§ EXERCISE BRIEF
Copy out the records below word for word, starting at the line that contains "Where can you spot the side window" and ending at the line that contains "(271, 1298)", with both of those lines included.

────────

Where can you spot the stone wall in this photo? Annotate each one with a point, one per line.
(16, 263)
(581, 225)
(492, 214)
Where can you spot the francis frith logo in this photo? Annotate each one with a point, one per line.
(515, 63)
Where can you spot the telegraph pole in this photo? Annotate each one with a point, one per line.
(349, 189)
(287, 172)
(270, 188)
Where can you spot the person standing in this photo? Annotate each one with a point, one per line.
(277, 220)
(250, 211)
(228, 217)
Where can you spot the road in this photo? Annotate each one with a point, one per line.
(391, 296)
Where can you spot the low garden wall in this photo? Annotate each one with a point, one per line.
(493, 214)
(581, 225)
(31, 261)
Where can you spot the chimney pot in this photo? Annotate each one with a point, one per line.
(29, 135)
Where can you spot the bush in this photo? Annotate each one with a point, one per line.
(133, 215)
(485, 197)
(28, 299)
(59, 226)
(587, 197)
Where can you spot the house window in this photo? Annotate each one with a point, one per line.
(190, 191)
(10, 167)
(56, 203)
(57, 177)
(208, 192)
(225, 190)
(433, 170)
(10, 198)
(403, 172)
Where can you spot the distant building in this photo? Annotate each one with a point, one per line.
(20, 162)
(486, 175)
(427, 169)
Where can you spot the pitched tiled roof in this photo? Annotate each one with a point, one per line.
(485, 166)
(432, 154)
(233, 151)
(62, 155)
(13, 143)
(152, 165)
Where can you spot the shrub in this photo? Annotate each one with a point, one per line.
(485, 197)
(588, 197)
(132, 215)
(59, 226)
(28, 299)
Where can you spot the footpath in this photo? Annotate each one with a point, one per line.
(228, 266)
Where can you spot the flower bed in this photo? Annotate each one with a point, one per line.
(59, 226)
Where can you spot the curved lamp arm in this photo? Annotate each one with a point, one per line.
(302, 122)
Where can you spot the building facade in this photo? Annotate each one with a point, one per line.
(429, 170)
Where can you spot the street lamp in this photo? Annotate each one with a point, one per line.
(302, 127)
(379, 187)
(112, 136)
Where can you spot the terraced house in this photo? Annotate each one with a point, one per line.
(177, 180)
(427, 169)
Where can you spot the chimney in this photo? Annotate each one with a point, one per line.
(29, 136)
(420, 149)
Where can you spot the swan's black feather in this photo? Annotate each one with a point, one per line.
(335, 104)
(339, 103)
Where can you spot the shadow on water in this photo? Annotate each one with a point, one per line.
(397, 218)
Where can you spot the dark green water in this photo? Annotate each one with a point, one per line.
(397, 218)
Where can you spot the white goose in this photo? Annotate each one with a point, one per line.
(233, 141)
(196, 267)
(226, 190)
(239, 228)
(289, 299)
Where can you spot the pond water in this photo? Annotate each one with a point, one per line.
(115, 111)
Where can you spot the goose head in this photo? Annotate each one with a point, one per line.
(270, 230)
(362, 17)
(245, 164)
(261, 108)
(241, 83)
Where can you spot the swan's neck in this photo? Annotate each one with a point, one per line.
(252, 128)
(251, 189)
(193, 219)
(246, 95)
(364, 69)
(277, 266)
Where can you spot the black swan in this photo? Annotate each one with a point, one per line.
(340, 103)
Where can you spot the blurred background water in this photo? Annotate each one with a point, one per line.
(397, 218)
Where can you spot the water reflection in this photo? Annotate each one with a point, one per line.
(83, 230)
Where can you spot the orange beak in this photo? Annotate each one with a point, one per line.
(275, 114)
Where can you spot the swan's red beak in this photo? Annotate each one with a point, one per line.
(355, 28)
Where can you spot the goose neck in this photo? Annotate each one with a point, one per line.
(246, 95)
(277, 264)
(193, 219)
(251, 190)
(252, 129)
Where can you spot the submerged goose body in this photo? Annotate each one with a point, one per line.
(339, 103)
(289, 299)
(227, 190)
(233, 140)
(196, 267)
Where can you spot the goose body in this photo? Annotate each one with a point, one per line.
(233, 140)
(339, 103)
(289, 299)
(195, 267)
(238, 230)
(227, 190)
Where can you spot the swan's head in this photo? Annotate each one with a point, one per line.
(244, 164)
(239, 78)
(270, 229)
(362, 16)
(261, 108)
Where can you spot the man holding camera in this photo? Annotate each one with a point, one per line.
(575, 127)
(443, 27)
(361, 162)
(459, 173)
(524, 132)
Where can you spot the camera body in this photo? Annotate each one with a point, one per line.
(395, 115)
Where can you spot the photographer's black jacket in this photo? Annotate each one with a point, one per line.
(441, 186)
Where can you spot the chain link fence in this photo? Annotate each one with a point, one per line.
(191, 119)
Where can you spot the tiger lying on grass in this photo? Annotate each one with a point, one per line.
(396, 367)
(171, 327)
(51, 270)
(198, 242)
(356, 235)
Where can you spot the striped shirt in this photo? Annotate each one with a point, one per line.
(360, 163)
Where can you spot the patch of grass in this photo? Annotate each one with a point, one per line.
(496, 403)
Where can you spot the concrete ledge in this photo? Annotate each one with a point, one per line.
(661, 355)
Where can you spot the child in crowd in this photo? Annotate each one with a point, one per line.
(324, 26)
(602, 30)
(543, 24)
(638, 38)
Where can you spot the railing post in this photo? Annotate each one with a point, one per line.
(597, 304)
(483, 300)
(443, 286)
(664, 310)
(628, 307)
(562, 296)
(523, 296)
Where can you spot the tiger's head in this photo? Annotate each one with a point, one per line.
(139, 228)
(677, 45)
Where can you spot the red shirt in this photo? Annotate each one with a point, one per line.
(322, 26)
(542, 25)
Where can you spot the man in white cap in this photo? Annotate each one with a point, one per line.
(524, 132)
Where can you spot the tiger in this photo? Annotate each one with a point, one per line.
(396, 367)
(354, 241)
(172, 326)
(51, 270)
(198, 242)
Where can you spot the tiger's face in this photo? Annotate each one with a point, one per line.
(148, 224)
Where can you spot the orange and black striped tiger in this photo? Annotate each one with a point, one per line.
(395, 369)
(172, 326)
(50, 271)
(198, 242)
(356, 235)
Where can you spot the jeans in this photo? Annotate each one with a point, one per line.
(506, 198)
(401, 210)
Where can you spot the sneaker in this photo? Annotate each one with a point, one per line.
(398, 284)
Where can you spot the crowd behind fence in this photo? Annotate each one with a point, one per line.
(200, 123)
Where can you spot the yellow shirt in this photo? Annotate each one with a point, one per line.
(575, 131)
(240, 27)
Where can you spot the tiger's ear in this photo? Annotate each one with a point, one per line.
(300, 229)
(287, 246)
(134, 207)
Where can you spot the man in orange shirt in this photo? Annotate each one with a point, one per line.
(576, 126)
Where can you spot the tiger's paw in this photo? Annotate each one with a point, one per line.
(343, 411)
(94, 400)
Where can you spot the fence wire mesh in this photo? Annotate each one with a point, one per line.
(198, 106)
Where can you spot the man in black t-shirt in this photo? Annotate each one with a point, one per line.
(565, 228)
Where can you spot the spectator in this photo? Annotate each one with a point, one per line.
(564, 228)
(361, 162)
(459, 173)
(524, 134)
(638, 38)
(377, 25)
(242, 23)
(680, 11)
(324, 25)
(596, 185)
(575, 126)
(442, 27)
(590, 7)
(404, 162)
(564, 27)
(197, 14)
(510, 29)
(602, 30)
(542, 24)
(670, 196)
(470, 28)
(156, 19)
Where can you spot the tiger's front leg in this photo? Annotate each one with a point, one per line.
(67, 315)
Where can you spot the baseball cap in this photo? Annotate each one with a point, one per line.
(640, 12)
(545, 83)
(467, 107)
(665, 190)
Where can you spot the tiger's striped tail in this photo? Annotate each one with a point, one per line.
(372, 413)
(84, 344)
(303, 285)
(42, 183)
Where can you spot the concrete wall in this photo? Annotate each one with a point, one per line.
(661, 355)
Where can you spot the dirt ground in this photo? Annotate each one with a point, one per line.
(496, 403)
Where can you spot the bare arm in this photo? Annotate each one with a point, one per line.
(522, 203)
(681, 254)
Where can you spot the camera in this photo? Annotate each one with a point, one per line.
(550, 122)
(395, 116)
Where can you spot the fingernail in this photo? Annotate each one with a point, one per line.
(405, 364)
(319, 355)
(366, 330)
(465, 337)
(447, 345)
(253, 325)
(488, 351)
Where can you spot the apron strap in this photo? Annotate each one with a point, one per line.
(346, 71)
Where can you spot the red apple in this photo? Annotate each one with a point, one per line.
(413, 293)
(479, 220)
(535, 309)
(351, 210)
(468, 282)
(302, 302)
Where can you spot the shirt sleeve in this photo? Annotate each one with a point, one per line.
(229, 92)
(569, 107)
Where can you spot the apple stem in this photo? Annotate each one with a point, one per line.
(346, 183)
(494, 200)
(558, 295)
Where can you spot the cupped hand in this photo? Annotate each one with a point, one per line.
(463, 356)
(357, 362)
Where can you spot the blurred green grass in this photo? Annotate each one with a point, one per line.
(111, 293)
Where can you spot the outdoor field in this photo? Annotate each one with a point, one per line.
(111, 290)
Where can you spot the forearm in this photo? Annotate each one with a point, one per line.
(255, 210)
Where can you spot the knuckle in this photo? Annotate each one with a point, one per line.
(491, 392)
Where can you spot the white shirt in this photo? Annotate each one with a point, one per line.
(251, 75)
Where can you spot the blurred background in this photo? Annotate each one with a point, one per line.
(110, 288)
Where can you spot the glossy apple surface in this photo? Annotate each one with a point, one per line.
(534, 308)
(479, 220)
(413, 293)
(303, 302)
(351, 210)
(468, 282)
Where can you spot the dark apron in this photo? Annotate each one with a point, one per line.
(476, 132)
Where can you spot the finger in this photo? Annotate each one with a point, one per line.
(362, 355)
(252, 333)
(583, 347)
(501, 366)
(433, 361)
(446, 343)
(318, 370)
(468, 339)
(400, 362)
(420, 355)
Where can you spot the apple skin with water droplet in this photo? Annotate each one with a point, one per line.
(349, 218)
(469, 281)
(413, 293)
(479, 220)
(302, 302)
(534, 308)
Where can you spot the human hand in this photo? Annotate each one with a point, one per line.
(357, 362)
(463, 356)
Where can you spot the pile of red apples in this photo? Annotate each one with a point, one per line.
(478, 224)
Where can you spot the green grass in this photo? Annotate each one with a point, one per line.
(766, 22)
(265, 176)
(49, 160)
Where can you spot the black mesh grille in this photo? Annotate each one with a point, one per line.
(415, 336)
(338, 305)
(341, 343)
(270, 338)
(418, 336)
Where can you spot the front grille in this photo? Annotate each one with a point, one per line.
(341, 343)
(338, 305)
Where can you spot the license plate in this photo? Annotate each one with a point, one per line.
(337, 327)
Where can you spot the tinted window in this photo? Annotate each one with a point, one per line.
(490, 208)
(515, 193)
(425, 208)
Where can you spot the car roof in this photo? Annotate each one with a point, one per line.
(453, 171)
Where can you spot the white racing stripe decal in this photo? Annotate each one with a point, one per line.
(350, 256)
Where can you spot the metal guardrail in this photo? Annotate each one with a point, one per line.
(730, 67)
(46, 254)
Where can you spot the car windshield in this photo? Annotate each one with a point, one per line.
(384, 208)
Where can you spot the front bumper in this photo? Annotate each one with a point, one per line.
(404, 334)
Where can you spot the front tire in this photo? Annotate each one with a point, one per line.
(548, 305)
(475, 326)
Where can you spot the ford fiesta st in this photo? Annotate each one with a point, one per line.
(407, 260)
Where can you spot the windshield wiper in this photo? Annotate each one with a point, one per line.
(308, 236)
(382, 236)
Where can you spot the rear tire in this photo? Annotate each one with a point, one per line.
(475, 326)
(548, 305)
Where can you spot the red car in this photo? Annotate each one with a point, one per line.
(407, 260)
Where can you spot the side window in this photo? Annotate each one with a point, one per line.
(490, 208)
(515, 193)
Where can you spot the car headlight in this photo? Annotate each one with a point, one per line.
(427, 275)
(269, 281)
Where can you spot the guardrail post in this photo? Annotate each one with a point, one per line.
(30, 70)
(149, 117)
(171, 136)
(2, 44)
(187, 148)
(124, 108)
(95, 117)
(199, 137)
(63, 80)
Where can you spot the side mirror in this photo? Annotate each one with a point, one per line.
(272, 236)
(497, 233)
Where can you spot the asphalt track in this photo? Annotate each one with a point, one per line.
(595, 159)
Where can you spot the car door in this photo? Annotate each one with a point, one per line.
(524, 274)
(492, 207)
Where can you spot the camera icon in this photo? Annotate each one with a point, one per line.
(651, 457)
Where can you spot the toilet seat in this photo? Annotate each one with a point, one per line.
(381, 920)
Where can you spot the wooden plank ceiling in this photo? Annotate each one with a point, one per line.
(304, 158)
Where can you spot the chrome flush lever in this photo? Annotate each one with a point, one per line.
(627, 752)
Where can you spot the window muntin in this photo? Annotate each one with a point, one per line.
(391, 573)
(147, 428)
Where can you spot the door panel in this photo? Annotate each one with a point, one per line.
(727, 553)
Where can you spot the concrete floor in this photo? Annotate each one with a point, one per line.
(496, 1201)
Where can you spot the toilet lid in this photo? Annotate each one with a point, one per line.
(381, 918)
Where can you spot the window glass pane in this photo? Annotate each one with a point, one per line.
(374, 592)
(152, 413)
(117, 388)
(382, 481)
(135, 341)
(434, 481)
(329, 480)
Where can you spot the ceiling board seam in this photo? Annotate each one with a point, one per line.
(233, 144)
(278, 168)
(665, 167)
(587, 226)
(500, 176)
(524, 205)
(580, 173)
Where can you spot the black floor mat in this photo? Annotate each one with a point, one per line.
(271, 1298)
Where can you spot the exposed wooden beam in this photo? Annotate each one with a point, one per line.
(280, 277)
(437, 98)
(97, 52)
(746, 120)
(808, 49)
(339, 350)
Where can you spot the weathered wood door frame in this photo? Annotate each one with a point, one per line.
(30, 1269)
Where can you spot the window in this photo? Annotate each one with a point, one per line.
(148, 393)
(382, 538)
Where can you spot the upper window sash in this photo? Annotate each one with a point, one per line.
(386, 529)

────────

§ ANSWER FOR THE TASK
Where can you spot the side window in this photo? Annotate each one with a point, one per line.
(490, 208)
(515, 193)
Where can you spot the car headlight in this photo? Annotate each one with a point, one per line.
(427, 275)
(269, 281)
Where can you spot the guardrail post in this photo? Annotate each one with a point, one per line.
(30, 70)
(149, 117)
(171, 136)
(2, 44)
(187, 148)
(124, 108)
(95, 117)
(199, 137)
(63, 80)
Where can you spot the side mirror in this photo? Annotate each one with a point, one per line.
(272, 236)
(497, 233)
Where can you spot the asphalt track in this photo? Annotate each one with a point, one per line.
(595, 159)
Where can you spot the car door in this photo? Annotate each one with a point, one per line.
(524, 274)
(492, 207)
Where can you spot the camera icon in this photo? Annotate each one with a point, one per line.
(651, 457)
Where can you spot the toilet seat in this photo? Annotate each one with a point, one per line.
(381, 920)
Where can you spot the wooden plank ceiling in this photo? Annotate each one with a point, one per line.
(304, 158)
Where can you spot the chrome flush lever in this photo? Annotate each one with a point, one per line.
(627, 752)
Where can you spot the window muntin in this photo? Annotate each one with a point, one per line.
(391, 573)
(147, 428)
Where can you spot the door panel in this photo? Annotate each one with a point, one per line.
(727, 553)
Where can you spot the concrete floor in this photo? Annotate each one with a point, one per line.
(496, 1201)
Where can you spot the toilet lid in this photo? Annotate each one with a point, one per line.
(381, 918)
Where can you spot the window glass pane in this photo? Annotate each one with a point, one per line.
(374, 592)
(152, 413)
(117, 388)
(382, 481)
(135, 341)
(434, 481)
(329, 480)
Where can you spot the ceiling board seam in this photo? Annotate each one with a point, one per line.
(233, 144)
(278, 168)
(665, 167)
(587, 226)
(500, 176)
(524, 205)
(580, 173)
Where can you spot the black floor mat in this photo? Annotate each one with a point, one per line.
(271, 1298)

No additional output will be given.